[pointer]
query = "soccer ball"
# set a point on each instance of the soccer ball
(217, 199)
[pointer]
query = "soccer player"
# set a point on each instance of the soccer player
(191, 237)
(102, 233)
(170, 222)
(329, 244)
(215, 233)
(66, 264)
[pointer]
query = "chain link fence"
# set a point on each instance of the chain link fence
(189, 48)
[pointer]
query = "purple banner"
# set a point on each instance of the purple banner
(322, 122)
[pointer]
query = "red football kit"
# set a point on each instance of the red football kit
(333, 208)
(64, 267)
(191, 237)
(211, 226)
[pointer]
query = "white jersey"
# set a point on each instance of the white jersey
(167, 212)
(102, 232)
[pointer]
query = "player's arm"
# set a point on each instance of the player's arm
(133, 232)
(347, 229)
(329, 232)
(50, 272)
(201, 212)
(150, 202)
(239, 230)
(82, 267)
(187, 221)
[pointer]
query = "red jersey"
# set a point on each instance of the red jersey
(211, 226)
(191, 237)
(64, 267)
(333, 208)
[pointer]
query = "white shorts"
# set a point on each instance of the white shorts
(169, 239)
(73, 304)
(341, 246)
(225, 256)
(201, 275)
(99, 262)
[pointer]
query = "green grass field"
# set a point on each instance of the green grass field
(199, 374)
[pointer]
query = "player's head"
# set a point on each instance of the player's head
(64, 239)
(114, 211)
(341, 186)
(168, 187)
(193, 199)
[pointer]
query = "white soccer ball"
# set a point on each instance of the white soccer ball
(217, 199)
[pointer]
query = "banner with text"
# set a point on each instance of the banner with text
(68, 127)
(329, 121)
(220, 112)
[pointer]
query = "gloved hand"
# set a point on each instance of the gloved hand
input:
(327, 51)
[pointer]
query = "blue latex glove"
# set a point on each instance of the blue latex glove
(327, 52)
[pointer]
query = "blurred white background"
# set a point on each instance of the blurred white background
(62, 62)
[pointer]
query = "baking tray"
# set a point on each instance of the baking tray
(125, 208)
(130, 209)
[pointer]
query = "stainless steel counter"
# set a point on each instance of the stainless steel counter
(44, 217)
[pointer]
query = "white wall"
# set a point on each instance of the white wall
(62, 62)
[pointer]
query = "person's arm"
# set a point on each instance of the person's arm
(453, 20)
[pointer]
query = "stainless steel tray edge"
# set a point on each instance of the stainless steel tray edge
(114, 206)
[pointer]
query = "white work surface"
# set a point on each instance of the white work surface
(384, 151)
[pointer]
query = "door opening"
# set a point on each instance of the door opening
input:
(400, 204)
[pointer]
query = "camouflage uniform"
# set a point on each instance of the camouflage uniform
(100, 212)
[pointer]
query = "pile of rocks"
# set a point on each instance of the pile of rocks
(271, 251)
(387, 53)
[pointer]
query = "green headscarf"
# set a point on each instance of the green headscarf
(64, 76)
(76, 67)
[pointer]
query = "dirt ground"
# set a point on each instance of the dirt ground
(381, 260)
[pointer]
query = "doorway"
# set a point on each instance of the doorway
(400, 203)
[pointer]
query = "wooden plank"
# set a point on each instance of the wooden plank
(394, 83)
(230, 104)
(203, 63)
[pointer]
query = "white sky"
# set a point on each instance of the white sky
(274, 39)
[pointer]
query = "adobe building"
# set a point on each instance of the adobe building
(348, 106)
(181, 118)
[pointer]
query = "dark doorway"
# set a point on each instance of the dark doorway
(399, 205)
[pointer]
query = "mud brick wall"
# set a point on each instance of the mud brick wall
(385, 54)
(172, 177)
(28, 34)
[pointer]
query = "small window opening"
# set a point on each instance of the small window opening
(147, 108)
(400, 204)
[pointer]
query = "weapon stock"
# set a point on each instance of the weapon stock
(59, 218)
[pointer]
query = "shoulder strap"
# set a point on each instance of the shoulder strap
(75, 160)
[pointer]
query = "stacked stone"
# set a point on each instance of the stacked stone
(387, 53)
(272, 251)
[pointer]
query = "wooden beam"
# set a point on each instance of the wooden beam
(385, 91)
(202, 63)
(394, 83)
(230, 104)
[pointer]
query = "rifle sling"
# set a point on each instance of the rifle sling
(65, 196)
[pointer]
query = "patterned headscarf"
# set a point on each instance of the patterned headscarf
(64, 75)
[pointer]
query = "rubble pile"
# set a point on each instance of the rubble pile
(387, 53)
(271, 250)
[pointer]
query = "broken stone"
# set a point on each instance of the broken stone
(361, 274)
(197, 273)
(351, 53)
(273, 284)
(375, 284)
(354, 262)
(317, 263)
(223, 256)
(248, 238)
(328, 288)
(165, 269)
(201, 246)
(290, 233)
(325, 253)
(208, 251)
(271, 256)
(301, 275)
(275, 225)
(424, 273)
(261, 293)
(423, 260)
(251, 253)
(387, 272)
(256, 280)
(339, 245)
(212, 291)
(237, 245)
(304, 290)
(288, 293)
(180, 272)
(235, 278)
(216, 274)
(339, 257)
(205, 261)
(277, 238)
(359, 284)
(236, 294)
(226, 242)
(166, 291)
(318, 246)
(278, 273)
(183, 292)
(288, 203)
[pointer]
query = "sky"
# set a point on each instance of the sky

──────────

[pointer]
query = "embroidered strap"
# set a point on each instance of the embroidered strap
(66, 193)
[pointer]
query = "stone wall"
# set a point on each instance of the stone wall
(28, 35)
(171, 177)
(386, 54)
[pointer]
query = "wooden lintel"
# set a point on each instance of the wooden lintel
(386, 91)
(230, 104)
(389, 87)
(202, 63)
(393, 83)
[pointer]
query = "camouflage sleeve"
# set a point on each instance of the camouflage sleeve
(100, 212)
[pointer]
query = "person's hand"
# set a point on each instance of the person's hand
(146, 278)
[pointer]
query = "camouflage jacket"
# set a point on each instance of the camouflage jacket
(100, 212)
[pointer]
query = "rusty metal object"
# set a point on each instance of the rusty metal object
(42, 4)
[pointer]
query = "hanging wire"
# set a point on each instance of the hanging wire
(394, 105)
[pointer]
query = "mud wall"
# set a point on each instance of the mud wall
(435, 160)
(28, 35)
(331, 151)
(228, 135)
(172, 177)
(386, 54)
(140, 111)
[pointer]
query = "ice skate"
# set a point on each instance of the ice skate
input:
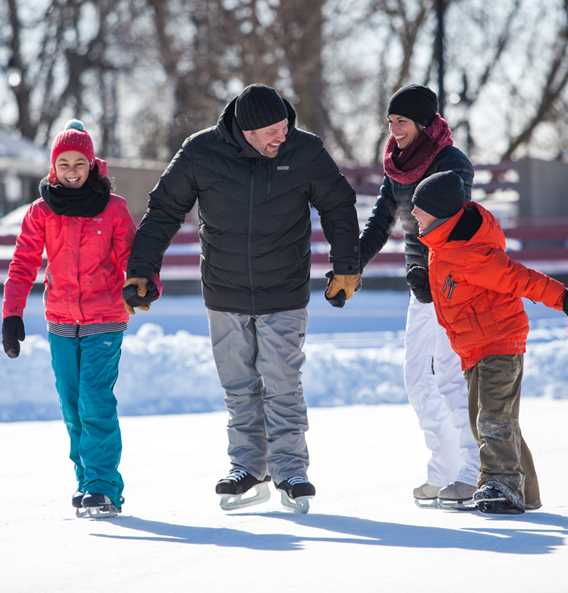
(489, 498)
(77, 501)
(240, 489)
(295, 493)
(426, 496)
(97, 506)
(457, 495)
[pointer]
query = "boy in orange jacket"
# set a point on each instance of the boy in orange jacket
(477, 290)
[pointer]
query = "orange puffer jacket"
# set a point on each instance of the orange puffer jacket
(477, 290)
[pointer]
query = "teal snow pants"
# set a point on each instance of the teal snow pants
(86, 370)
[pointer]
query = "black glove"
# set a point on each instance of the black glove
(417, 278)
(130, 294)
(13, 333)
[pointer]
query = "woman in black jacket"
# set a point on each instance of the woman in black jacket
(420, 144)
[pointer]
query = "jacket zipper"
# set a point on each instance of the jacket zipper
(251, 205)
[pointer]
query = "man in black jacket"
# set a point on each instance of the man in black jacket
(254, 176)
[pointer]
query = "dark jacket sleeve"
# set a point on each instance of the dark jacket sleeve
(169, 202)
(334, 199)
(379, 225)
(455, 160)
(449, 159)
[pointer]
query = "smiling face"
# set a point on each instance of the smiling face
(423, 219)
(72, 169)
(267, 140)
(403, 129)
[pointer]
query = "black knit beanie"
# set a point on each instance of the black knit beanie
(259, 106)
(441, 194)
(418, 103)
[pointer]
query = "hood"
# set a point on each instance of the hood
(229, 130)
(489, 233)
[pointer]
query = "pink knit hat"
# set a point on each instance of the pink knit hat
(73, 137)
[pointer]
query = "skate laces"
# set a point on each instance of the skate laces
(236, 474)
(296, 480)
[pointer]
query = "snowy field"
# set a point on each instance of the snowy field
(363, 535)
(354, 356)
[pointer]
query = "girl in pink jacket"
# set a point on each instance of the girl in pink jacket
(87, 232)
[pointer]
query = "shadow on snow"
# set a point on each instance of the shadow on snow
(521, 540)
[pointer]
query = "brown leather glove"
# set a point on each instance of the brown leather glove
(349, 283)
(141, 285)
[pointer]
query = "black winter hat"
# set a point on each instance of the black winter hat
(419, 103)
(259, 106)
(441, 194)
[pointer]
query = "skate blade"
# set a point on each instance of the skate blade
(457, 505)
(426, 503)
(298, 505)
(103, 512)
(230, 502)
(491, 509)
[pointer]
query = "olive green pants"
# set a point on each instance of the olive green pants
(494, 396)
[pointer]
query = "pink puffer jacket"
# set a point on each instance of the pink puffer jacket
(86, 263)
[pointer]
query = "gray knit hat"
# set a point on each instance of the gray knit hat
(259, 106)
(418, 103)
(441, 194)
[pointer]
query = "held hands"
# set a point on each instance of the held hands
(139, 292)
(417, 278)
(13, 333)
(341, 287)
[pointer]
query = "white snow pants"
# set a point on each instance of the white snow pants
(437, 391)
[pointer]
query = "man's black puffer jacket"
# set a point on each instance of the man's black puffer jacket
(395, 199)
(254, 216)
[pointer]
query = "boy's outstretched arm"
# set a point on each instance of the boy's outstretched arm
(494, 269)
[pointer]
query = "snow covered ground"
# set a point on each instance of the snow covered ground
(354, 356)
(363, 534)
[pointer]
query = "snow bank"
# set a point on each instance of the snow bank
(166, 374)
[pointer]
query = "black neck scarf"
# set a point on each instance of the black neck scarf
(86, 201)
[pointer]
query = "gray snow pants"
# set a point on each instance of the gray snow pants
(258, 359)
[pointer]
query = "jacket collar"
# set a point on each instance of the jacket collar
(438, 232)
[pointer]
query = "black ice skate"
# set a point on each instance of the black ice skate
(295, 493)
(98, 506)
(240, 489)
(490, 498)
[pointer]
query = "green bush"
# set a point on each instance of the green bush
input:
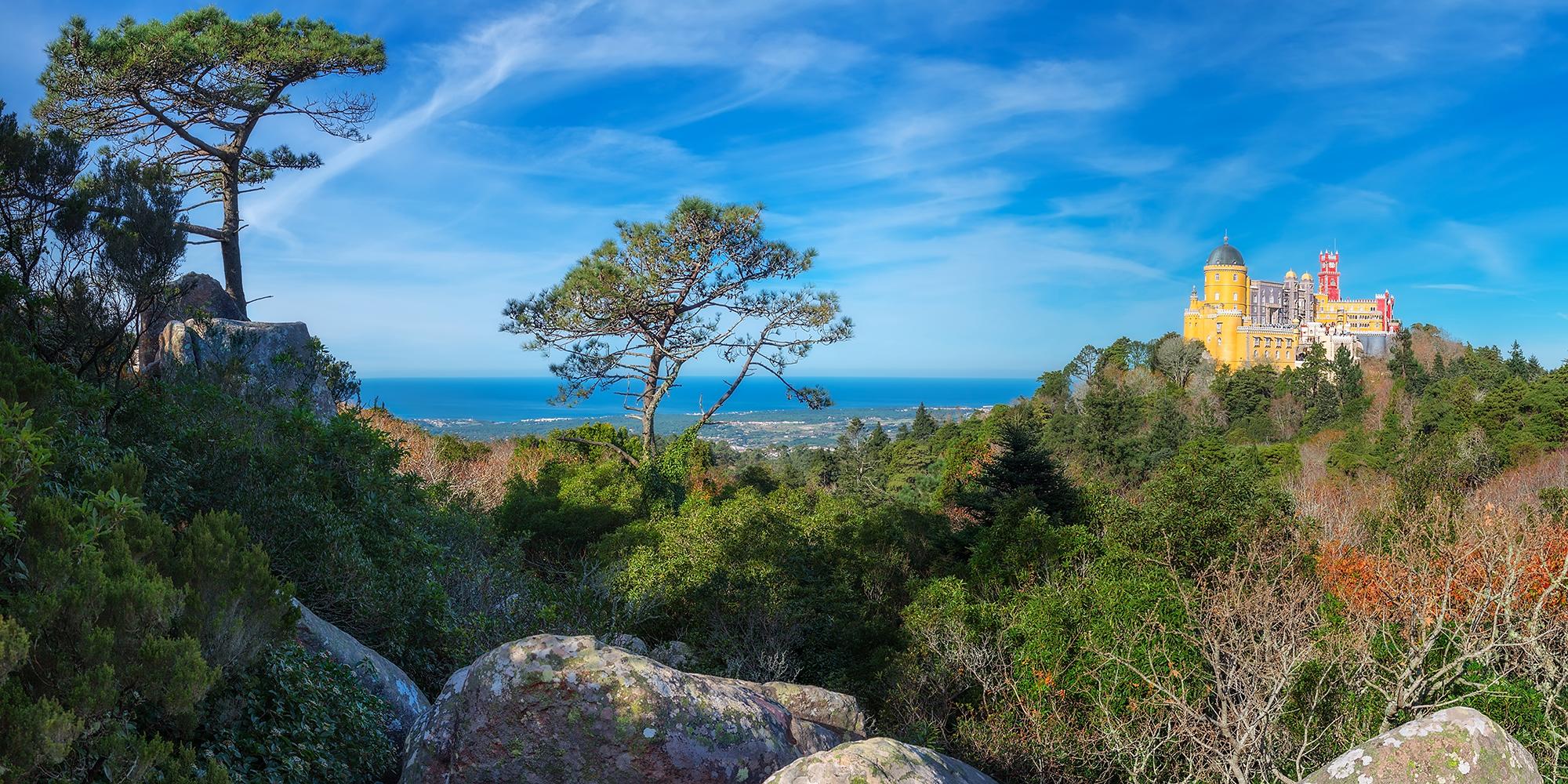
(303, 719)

──────────

▶ _Problem description_
Please return every line of the records that contains the word "gloved".

▶ _Task answer_
query = "gloved hand"
# set a point on each instance of the gloved hand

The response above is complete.